TASK GOAL:
Nothing in the listing should differ in your copy; retype it all exactly.

◆ ◆ ◆

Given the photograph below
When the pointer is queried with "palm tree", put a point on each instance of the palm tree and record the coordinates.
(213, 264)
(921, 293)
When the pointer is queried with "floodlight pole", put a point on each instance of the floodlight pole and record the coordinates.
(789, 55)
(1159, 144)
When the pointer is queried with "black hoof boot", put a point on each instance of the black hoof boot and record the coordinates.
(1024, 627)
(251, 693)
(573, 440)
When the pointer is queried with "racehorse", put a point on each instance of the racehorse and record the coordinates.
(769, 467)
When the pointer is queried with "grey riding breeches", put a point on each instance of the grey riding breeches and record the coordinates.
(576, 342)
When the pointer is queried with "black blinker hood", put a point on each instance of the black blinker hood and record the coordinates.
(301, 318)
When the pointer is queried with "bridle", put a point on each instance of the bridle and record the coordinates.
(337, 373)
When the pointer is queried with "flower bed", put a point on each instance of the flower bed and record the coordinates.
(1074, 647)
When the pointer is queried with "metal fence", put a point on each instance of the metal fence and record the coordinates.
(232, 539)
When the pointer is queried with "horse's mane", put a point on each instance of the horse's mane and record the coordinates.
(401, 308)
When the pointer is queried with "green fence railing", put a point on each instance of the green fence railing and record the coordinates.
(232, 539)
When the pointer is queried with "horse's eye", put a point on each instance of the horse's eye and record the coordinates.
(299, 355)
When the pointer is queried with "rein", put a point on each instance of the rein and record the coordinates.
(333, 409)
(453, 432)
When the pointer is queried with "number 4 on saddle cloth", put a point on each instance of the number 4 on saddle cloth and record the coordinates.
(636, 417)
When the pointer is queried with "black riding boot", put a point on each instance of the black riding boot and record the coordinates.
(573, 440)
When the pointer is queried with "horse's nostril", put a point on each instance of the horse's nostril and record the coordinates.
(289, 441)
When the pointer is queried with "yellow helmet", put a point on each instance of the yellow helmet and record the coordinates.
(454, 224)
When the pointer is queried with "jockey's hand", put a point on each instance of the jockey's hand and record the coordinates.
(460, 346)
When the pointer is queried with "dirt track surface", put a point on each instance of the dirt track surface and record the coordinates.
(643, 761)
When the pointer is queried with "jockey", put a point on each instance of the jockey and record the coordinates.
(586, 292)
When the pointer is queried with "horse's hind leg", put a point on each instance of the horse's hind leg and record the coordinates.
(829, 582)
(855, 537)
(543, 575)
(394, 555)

◆ ◆ ◆

COMPLETED EXERCISE:
Given the photograph below
When the pointer is queried with "palm tree", put a point on each instance of the palm tree and record the coordinates.
(213, 264)
(921, 293)
When the pointer is queried with "floodlight pole", put a point on each instance of the floodlight pole and record the coordinates.
(789, 55)
(1159, 144)
When the pointer is queried with "black hoof boot", put a point on each instance of the black hoof boot and record the coordinates.
(1024, 627)
(251, 693)
(573, 440)
When the pointer is queried with "racehorse", put a point on each instance of the racehorse and record the coordinates.
(769, 467)
When the pointer is queried with "grey riding breeches", put a point on each instance of the grey riding breeches and record the coordinates.
(576, 342)
When the pointer is queried with "black blinker hood", put a point on each instance of the black blinker hood and record the coordinates.
(301, 318)
When the pointer is queried with "bridle", put a point on each instance of the bridle and record the coordinates.
(337, 373)
When the pointer is queried with "flower bed", put a point on each instance of the flower bed and record the coordinates.
(1074, 647)
When the pointer is queried with "metal fence", put a point on each instance of the metal fence and record the coordinates.
(232, 539)
When the pointer is queried with "horse's mane", put a point on each instance of the horse's mane and record the coordinates.
(401, 308)
When the pointer is queried with "green fence railing", put a point on each instance of the green fence railing and record the coordinates.
(232, 539)
When the pointer is queried with "horse's eye", put a point on each instance of the horse's eye and record the coordinates.
(299, 355)
When the pointer is queried with "rein", put a point on each instance of the rein and record the coordinates.
(333, 409)
(453, 432)
When the pointer is queried with "number 4 on saddle cloth", put a point on each instance of the number 4 on saddle cloth and record the coordinates.
(636, 417)
When the pointer is queried with "black riding boot", put a point on each instance of the black riding boot and record the coordinates.
(573, 440)
When the pointer is queried with "horse's nostril", put a point on each instance of the horse's nostril and record the coordinates.
(289, 441)
When the pointer is queried with "yellow helmet", put a point on each instance of the yellow helmet and record the coordinates.
(454, 224)
When the pointer is queried with "jockey's hand", put a point on each instance of the jockey's hand and record the coordinates.
(460, 346)
When the pointer is queried with "dirt track surface", put a point on each instance of the dirt track surface and record the coordinates.
(643, 761)
When the pointer is queried with "jockey", put a point on each instance of the jockey and record the coordinates.
(586, 292)
When the pointer is queried with "horse's hind leg", put a point on each instance of the horse's hind leg and record the coordinates.
(829, 582)
(855, 537)
(543, 575)
(394, 555)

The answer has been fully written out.